* _What the exercise asks_
Output the following lines exactly as they appear.

(Dataset rows)
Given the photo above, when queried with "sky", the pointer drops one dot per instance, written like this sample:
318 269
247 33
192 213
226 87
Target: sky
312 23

* _The response_
Given the photo above, when queried with "sky", the pointer drops one dot per instance, written like this sample:
318 269
247 33
192 213
226 87
Target: sky
312 23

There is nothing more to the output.